### Request A
Return the passage of the Thousand Oaks City Council article between "The land in" and "the Mayor added.", inclusive.
-- BEGIN Page --
Thousand Oaks City Council tackle Thorny Question of Acquiring “Gifted” Open Space at $500,000 Price Tag
By Kevin Harris
The acquiring of 82 acres of gifted open space was the main event at Tuesday night’s March 14th Thousand Oaks City Council Meeting. Other key topics included public land use, two prestigious awards recently won by the our local Chamber of Commerce, and a special recognition for the city’s former Assistant Police Chief.
Item 9B: Acquisition of Open Space. Presented by Community Development Director, Mark Towne. City Council and staff have been directly working on this since 2012, when the Rasnow family offered the city 82 acres of land. COSCA (Conejo Open Space Conservation Committee) subsequently formed the Rasnow Acquisition Ad Hoc Committee, and last month, COSCA approved of acquiring the property, subject to the City Council’s approval of funding.
The land in question is a largely undeveloped tract of remote hillside, at the southern end of Ventu Park Road, used by hikers and mountain bikers, with a few private residents within it, or nearby. According to Towne, acquiring the space would benefit Thousand Oaks in a number of ways:
- It would close a gap in the planned ring of open open space.
- It would ensure continued access to the Los Robles Trail
- It would protect an important wildlife corridor
But acquiring the land would require about $500,000 in up-front costs.
“This land is being completely donated, and the cost that is being incurred is for research,” Mayor De La Pena commented during the presentation. “Because that donation consists of 51 parcels owned by 51 different people. Of course there are legal costs and other fees involved, and that is the reason there is a half million dollar price tag to this,” the Mayor added.
The funding for the land would not come from the general fund, but rather from an open space account set up many years ago. But at $500,000, it comes out to about $6,000 per acre, a bargain, considering open space land normally costs $40,000 per acre.
But a few public speakers voiced their concerns over the purchase, in particular, how it would affect their lives along their private road that would now be used by the public to access the hiking and biking trails opened up to them by this deal. But ultimately, the motion to approve the purchase passed the Council unanimously (minus Joel Price, who was not present tonight), with several council members commenting the they would be vigilant in trying to keep the affected homeowners satisfied.
Item 9A: 2016 General Plan/Housing Element Annual Progress Report. This was also presented by Mark Towne, and was a discussion outlining citywide land use and affordable housing issues. Thousand Oaks met or exceeded all of its mandates and goals for 2016.
-- END Page --
-- BEGIN Records to process --
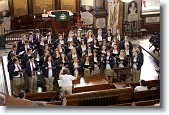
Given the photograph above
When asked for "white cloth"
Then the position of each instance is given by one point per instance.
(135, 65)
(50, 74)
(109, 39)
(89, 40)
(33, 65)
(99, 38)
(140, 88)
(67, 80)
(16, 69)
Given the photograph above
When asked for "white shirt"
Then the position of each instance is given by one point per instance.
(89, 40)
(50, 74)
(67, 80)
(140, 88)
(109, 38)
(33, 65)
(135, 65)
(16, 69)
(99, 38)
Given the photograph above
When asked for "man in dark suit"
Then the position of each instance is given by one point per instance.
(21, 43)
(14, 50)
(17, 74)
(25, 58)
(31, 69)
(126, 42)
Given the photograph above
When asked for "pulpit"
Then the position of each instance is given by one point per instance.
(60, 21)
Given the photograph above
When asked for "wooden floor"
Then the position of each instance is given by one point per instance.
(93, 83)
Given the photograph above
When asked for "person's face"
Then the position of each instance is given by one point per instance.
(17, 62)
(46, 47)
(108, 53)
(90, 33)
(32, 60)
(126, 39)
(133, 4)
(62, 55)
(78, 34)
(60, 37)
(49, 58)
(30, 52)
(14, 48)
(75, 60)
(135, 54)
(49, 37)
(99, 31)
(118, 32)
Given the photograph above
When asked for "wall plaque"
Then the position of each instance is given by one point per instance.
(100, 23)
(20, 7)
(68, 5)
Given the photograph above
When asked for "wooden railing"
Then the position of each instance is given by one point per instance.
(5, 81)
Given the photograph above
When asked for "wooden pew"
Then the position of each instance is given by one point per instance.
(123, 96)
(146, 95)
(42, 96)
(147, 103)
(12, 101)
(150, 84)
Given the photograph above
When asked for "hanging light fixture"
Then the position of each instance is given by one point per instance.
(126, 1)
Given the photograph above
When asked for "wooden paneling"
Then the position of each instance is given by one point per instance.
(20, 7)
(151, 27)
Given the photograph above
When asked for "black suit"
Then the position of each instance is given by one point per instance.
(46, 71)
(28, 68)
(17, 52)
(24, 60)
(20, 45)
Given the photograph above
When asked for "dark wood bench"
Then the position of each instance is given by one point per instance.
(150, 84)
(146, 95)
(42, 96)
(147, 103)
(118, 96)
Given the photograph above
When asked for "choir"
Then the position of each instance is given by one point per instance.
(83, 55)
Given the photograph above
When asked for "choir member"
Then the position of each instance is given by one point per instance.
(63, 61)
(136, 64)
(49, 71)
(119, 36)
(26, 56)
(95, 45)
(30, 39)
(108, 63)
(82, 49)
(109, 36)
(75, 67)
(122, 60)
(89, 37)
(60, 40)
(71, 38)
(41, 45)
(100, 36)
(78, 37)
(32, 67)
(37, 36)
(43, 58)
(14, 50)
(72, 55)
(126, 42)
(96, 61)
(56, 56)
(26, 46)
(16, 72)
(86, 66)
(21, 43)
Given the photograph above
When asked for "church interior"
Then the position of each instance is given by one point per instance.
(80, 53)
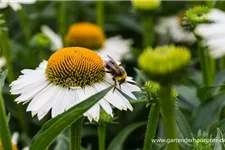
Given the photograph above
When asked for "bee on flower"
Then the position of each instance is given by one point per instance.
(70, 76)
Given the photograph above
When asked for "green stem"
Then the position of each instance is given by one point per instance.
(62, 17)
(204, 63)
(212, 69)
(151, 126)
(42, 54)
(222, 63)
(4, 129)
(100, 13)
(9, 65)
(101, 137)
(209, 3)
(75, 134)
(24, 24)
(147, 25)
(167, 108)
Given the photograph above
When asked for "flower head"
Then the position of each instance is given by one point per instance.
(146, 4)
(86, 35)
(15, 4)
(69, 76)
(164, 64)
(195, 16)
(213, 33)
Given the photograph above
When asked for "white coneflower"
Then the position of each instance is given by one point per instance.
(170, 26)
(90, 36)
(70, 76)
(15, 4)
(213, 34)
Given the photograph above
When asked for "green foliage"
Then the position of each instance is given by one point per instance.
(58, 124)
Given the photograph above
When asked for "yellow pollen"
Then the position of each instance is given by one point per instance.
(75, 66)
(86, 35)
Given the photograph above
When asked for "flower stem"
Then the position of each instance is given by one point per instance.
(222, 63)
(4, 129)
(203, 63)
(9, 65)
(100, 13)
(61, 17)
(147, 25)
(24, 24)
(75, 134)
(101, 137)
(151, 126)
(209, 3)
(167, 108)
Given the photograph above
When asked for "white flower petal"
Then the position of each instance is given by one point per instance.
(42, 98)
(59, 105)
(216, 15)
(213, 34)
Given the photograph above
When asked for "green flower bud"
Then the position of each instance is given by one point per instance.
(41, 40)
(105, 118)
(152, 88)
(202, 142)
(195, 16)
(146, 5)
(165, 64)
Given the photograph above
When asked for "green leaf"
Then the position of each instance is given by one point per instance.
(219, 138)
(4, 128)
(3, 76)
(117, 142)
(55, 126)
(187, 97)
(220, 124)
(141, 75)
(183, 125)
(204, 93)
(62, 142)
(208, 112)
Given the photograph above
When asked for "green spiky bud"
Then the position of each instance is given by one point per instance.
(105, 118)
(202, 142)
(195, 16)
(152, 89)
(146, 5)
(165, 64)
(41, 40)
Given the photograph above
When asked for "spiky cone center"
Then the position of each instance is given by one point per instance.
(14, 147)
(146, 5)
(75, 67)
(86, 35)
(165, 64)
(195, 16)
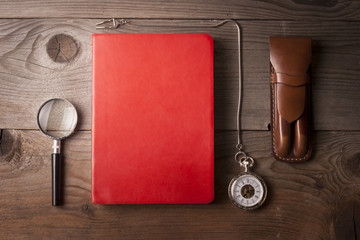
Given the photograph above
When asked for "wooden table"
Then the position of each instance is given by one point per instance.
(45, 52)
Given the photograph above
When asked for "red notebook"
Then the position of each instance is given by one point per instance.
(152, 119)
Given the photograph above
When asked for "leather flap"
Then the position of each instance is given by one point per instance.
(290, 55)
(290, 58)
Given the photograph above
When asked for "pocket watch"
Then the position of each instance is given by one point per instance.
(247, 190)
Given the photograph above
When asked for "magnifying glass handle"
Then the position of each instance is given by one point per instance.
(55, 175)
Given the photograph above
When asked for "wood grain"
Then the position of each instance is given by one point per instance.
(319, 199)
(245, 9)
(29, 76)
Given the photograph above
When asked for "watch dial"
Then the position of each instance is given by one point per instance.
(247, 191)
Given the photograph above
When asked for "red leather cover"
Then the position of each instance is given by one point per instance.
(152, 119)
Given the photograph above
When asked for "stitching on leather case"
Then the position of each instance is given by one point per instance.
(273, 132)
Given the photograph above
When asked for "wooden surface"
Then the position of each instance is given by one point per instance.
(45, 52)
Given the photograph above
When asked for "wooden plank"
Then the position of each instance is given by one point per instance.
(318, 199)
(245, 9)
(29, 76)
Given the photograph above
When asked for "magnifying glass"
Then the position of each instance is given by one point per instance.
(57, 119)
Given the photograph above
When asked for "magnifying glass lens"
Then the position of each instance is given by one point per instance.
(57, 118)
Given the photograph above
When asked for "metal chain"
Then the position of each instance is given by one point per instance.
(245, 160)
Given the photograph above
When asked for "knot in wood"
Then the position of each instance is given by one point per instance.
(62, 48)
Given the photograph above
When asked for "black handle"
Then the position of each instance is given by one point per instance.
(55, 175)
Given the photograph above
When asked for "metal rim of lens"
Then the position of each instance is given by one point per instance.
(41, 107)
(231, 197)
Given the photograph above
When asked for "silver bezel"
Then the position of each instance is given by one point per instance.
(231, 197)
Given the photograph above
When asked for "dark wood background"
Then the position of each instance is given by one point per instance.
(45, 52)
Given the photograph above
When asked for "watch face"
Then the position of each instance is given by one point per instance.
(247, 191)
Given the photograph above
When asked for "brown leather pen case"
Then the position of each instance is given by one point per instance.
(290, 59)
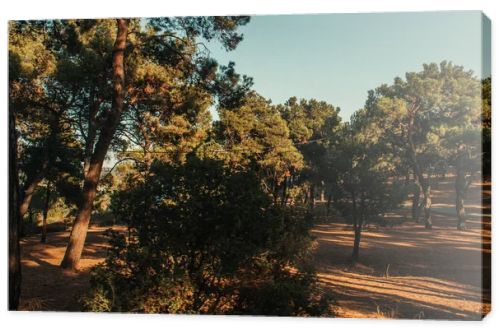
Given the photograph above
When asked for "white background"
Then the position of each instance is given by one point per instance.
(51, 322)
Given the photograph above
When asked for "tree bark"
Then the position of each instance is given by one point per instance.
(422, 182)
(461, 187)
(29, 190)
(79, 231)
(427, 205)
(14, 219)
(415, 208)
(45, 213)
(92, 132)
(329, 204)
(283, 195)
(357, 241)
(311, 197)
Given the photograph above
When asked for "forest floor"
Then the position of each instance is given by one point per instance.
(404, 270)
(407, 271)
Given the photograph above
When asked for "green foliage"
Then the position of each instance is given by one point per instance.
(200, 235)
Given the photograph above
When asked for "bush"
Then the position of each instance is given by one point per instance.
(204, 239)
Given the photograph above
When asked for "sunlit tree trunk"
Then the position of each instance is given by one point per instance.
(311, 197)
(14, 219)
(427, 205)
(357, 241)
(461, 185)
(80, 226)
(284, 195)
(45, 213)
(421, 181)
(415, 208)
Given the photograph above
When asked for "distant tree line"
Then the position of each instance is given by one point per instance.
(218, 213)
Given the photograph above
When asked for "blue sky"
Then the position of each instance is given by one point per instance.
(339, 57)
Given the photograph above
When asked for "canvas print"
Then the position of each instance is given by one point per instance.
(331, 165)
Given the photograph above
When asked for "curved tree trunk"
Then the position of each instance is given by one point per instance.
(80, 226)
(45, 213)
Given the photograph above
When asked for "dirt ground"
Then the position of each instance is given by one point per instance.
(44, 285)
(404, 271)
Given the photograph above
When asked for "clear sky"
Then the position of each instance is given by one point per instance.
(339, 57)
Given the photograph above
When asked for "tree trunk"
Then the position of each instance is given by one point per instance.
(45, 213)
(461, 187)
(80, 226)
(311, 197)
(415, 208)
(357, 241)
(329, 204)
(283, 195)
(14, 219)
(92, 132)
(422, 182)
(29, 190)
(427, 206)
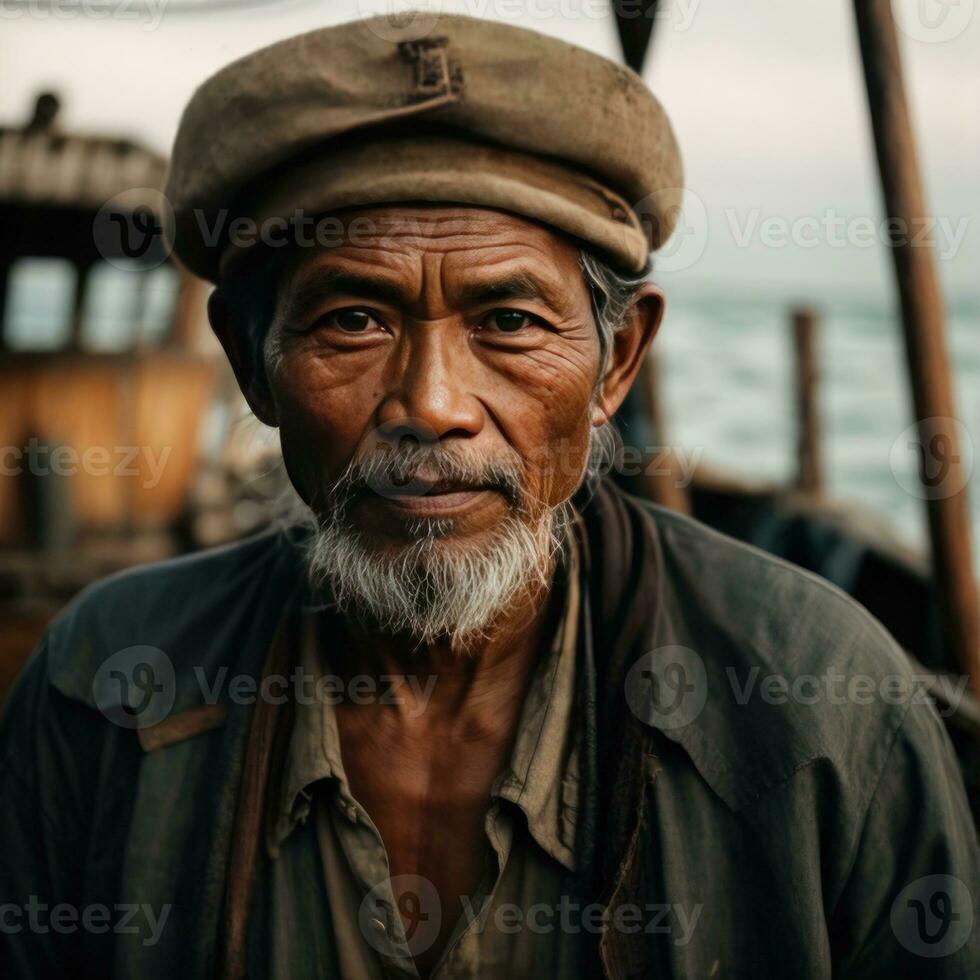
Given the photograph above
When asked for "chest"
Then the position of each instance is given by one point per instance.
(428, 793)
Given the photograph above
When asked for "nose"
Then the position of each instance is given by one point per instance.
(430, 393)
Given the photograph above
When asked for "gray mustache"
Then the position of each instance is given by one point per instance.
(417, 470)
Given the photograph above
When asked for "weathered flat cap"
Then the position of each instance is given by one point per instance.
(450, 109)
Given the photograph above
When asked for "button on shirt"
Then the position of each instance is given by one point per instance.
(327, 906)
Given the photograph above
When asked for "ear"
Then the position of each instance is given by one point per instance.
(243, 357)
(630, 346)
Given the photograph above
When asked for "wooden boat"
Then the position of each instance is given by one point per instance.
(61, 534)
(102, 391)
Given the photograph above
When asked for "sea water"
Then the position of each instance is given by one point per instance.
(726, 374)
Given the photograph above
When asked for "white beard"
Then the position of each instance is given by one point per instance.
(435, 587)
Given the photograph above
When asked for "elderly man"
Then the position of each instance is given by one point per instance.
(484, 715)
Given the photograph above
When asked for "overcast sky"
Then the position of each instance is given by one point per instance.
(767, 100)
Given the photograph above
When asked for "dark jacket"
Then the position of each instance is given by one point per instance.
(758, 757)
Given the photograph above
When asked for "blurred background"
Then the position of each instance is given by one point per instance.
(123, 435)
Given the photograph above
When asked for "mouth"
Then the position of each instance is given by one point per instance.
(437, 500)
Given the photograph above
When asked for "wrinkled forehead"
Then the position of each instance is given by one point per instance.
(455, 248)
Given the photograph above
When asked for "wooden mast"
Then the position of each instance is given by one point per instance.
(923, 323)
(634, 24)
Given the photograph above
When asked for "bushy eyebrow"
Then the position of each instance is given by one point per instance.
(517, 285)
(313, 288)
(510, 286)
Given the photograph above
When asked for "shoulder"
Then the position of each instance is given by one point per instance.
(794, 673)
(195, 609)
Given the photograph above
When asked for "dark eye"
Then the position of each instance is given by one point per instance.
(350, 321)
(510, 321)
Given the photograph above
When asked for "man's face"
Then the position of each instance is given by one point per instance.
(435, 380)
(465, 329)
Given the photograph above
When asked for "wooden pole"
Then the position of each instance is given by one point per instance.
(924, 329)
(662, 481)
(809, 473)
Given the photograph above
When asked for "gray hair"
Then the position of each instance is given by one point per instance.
-- END Records to process --
### Request B
Report every line in the rows above that contains the string "dark", matching case exactly.

### Written solution A
The land in question is a largely undeveloped tract of remote hillside, at the southern end of Ventu Park Road, used by hikers and mountain bikers, with a few private residents within it, or nearby. According to Towne, acquiring the space would benefit Thousand Oaks in a number of ways:
- It would close a gap in the planned ring of open open space.
- It would ensure continued access to the Los Robles Trail
- It would protect an important wildlife corridor
But acquiring the land would require about $500,000 in up-front costs.
“This land is being completely donated, and the cost that is being incurred is for research,” Mayor De La Pena commented during the presentation. “Because that donation consists of 51 parcels owned by 51 different people. Of course there are legal costs and other fees involved, and that is the reason there is a half million dollar price tag to this,” the Mayor added.

### Written solution B
When asked for "man in dark suit"
When asked for "dark wood bench"
When asked for "dark wood background"
When asked for "dark jacket"
When asked for "dark eye"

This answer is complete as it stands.